# DropDown Menu ohne Rahmen bzw. selber Designen?



## Naughty (27. Januar 2005)

Hi,
bei einem I-Frame kann man ja den Rahmen mit FrameBorder="0" ausblenden.

Meine Frage: 
Ist das bei einem DropDown Menu auch möglich bzw. gibt eine Möglichkeit ein DropDown Menu selber zu Designen (Ich meine nicht nur die Farben ändern)?


Ich würde mich über sinnvolle Antworten sehr freuen 

Mit freundlichen Grüßen
Joscha "Naughty" Prasse


----------



## sam (27. Januar 2005)

Hallo Naughty,

 da muss ich dich leider enttäuschen. Bis auf ein paar allgemeine Eigenschaften wie Größe, Schrift und div. Farben (Text und Hintergrund) kann man da zumindest mit heutigen Mitteln nicht viel verändern.

### BEREITGESTELLTE ANGABEN:
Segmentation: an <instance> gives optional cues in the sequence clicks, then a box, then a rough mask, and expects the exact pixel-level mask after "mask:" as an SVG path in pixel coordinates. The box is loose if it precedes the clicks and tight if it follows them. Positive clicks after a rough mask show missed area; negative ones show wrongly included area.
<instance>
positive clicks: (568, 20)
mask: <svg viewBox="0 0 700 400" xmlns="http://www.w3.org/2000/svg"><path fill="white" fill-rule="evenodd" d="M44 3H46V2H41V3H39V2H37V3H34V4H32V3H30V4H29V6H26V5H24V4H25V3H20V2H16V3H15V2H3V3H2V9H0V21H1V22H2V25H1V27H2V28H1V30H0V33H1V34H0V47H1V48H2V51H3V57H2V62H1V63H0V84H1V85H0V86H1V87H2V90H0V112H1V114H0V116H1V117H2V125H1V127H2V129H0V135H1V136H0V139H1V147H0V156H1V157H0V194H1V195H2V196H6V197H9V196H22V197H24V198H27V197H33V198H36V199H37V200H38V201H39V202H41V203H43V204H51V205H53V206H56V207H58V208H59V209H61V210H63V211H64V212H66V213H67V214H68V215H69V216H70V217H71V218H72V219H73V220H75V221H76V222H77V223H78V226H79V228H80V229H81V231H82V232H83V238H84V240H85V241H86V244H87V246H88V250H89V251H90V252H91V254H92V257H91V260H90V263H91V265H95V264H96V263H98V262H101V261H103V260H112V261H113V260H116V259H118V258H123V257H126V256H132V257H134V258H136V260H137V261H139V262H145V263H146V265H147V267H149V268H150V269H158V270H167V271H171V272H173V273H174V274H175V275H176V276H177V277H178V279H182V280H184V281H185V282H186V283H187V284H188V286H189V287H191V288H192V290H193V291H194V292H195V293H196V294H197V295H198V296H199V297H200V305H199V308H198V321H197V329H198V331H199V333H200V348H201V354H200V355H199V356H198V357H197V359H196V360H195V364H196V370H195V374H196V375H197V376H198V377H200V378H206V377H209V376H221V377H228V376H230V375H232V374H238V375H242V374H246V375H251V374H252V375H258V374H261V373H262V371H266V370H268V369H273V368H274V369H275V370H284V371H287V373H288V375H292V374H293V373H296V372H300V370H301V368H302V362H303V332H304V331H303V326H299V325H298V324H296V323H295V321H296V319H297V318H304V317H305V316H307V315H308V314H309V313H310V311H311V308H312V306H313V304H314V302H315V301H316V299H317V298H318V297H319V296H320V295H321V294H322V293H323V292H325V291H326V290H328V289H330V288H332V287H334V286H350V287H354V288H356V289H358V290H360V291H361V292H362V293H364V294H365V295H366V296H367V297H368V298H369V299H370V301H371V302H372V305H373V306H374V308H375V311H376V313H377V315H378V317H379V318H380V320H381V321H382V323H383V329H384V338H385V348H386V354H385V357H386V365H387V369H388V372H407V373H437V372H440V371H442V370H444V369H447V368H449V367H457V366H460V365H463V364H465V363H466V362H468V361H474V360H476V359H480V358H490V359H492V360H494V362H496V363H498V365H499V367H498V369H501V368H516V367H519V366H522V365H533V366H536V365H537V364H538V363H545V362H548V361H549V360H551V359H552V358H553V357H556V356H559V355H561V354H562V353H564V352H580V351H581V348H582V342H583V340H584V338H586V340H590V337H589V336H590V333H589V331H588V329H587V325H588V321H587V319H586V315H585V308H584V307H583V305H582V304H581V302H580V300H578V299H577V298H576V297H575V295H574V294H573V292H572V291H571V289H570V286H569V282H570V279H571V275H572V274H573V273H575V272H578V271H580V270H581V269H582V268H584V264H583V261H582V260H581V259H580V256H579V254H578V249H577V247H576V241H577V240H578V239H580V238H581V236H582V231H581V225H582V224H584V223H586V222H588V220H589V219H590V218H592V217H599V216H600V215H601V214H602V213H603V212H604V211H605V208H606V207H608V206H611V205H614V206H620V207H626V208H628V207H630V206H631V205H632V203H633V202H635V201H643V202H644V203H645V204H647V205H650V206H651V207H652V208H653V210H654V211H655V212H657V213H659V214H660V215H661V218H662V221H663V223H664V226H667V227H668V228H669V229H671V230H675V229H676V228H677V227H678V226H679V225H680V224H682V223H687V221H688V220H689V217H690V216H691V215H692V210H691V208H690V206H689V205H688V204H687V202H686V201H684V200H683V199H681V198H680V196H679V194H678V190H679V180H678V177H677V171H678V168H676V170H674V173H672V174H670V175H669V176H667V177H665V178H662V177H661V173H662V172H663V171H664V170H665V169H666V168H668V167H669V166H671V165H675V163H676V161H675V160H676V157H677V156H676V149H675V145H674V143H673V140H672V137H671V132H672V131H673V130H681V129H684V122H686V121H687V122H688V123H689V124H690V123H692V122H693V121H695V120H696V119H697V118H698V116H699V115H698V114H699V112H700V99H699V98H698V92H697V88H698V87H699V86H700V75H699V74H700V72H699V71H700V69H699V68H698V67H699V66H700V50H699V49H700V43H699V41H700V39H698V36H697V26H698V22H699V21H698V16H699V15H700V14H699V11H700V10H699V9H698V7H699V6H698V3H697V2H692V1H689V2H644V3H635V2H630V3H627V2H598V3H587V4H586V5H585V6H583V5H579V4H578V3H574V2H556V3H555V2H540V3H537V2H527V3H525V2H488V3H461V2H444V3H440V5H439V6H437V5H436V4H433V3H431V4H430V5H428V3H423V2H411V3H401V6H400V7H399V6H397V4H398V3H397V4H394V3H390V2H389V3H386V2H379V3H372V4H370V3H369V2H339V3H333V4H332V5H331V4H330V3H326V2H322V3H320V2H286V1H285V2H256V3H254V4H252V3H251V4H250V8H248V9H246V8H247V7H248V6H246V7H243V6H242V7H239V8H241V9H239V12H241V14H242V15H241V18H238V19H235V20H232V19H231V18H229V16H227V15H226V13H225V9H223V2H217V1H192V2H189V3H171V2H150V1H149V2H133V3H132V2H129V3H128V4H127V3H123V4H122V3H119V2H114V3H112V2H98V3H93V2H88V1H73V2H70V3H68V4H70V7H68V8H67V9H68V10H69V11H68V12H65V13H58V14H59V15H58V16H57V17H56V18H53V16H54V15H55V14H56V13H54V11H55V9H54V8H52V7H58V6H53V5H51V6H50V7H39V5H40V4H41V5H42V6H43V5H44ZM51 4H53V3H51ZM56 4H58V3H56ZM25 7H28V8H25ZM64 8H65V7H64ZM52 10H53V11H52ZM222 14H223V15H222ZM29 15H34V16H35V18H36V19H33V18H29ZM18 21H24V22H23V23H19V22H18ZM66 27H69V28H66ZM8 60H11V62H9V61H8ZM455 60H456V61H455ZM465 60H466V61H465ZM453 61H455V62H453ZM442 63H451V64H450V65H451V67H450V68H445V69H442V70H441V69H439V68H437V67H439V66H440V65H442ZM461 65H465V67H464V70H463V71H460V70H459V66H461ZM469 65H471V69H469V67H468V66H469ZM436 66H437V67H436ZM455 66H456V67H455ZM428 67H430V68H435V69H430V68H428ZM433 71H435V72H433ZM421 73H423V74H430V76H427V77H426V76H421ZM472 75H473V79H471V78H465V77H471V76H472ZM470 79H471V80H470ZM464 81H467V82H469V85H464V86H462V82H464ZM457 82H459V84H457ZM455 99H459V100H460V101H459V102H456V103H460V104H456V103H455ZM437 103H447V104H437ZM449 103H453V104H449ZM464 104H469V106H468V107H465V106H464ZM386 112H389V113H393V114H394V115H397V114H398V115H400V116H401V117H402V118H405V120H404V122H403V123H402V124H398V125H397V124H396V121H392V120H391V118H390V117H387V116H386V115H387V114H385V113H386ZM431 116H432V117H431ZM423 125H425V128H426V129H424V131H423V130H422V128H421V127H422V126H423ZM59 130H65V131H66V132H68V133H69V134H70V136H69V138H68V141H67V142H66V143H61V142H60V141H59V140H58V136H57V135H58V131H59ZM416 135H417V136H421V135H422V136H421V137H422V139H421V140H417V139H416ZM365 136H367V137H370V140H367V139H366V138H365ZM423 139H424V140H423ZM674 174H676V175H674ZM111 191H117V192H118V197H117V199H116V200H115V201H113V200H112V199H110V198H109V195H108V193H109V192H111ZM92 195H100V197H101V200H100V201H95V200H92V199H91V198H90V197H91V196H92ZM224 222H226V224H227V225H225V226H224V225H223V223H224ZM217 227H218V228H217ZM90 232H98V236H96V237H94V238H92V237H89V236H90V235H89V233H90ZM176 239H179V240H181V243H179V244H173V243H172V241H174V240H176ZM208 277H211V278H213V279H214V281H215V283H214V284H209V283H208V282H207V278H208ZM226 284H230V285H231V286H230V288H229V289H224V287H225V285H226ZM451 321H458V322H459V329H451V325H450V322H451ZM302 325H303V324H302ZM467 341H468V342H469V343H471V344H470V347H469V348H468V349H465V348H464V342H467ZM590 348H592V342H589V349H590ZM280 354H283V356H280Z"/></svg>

### ARBEITSAUFTRAG 1:
Mit welcher Angabe lässt sich laut Übungstext der Rahmen bei einem I-Frame ausblenden?
### ARBEITSAUFTRAG 2:
Gib bitte den Teil des Übungstexts, beginnend bei „da muss ich“ und endend bei „nicht viel verändern.“, noch einmal wieder. Tausche dabei „Schrift“ gegen „Schriftart“ aus.
Das Material steht für sich und gehört nicht zum Übungstext.

### ANTWORTBEREICH 1:
Mit FrameBorder="0".

### ANTWORTBEREICH 2:
da muss ich dich leider enttäuschen. Bis auf ein paar allgemeine Eigenschaften wie Größe, Schriftart und div. Farben (Text und Hintergrund) kann man da zumindest mit heutigen Mitteln nicht viel verändern.